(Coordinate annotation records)
┄┄┄┄┄┄┄┄┄┄┄┄┄┄┄┄┄┄┄┄
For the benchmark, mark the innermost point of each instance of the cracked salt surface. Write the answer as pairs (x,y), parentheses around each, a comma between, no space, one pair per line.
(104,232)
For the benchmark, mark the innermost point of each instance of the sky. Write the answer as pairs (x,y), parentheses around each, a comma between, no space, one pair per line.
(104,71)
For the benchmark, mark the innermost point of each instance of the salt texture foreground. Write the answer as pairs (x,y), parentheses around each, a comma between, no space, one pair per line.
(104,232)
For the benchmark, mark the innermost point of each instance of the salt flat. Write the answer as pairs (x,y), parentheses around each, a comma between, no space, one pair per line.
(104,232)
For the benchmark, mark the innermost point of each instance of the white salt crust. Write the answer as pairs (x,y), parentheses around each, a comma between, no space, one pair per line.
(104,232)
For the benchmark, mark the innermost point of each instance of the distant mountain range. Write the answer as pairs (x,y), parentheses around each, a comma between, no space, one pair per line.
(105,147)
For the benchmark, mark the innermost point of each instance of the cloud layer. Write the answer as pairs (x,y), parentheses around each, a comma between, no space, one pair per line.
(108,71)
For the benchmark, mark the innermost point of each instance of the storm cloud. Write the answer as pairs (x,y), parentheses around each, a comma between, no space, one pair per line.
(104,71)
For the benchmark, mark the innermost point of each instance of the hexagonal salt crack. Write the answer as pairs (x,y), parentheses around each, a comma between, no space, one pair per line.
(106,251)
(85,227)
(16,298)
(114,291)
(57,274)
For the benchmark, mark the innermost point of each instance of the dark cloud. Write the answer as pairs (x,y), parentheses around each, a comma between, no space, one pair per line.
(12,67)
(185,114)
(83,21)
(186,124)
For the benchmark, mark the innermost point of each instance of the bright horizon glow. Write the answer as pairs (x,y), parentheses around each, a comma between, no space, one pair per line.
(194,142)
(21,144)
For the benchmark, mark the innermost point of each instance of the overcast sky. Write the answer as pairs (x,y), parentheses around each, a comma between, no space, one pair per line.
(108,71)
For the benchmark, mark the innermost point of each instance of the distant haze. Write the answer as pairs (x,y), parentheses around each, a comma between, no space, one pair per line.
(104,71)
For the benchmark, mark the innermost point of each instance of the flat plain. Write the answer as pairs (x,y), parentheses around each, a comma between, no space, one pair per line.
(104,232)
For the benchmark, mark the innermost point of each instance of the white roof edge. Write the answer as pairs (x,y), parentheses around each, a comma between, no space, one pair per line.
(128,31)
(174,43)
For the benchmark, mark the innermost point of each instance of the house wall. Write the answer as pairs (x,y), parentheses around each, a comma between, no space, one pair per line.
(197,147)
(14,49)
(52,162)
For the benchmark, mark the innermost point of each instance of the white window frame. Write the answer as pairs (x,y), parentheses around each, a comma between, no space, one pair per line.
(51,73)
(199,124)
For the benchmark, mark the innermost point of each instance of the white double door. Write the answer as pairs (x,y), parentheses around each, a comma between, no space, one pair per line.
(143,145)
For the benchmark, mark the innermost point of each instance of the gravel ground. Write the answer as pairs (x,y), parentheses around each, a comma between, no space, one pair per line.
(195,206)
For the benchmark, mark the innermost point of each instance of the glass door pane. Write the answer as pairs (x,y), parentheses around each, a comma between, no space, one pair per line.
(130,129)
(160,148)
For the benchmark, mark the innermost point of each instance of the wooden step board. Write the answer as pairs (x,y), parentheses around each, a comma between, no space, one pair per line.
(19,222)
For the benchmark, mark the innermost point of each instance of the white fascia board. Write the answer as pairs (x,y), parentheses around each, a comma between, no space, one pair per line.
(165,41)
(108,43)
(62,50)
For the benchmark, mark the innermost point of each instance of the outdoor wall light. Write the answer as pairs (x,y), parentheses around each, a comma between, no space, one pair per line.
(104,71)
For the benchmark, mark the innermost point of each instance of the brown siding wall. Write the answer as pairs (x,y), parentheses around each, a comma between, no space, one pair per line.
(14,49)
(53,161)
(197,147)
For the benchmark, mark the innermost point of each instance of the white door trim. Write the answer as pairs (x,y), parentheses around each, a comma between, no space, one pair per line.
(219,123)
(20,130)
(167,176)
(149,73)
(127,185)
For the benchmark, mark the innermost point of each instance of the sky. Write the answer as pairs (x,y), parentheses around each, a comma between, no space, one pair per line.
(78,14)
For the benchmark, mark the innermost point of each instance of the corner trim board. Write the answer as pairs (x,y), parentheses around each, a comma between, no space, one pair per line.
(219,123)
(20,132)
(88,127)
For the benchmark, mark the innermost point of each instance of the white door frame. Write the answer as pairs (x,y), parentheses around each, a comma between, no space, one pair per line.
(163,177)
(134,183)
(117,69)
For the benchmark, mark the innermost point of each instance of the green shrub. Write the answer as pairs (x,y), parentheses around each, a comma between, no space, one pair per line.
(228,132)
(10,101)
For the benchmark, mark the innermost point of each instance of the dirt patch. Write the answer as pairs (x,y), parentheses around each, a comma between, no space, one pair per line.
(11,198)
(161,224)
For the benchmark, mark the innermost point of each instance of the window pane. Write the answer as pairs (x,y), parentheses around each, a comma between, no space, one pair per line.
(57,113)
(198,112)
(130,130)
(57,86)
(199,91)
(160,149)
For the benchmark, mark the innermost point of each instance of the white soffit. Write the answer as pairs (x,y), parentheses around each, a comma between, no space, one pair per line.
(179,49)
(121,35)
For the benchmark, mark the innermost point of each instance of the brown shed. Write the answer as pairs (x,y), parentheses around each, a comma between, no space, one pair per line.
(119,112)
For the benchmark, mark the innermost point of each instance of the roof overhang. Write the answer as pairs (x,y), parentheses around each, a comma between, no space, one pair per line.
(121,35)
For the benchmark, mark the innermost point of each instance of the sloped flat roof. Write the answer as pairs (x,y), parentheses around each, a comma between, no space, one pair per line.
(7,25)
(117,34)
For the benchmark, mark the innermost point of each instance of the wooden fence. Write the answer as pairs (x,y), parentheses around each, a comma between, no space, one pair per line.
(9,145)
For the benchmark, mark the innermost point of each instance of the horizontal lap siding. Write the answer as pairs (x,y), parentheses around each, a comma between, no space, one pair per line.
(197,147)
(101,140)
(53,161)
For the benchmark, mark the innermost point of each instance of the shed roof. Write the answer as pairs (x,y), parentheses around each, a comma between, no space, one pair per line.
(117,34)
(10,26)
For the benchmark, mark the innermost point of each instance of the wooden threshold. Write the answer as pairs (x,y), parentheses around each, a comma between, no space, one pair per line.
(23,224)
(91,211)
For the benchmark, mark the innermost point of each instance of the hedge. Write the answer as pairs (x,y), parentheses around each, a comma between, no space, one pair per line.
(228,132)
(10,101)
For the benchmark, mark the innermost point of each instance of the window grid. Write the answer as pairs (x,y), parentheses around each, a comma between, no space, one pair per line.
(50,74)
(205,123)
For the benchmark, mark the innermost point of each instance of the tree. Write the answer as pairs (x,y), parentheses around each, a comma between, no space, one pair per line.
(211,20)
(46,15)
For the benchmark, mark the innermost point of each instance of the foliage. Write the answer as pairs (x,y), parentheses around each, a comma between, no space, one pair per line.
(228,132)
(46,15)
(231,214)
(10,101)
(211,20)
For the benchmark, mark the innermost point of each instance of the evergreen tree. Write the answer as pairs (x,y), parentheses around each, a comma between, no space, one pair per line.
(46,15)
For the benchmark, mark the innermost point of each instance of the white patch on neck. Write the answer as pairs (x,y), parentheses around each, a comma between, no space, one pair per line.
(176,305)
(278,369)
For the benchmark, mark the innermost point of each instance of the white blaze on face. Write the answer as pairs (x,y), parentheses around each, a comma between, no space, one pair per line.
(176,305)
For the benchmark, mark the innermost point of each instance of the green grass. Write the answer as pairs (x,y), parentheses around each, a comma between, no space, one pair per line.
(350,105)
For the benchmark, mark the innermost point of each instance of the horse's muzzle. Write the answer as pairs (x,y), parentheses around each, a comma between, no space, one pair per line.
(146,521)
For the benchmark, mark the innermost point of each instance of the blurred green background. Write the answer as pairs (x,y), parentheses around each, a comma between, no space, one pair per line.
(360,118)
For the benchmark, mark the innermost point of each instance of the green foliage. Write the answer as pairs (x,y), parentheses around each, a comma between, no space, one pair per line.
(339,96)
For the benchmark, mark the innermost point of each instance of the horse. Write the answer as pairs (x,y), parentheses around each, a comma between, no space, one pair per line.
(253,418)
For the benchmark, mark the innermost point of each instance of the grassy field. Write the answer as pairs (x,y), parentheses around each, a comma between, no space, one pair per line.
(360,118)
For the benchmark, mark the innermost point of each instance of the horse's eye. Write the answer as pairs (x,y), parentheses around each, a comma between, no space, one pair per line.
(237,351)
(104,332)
┄┄┄┄┄┄┄┄┄┄┄┄┄┄┄┄┄┄┄┄
EXERCISE DESCRIPTION:
The answer consists only of the lines from the one containing "of the horse." to the end of the records, each written out exactly.

TASK RESULT:
For the benchmark, mark the innermost point of each instance of the horse. Write the answer as pairs (x,y), parentheses around each, a comma between, no space, one pair per line.
(253,418)
For the benchmark, mark the innermost point of each instance of the grassy field. Write the answer as pairs (x,y), parentheses around each, a comma between, no space, one pair per line.
(360,118)
For the benchmark, mark the innermost point of each instance of the horse's eye. Write the answer as pairs (x,y), parentheses around each, a comma between, no space, one pair per line.
(237,351)
(104,332)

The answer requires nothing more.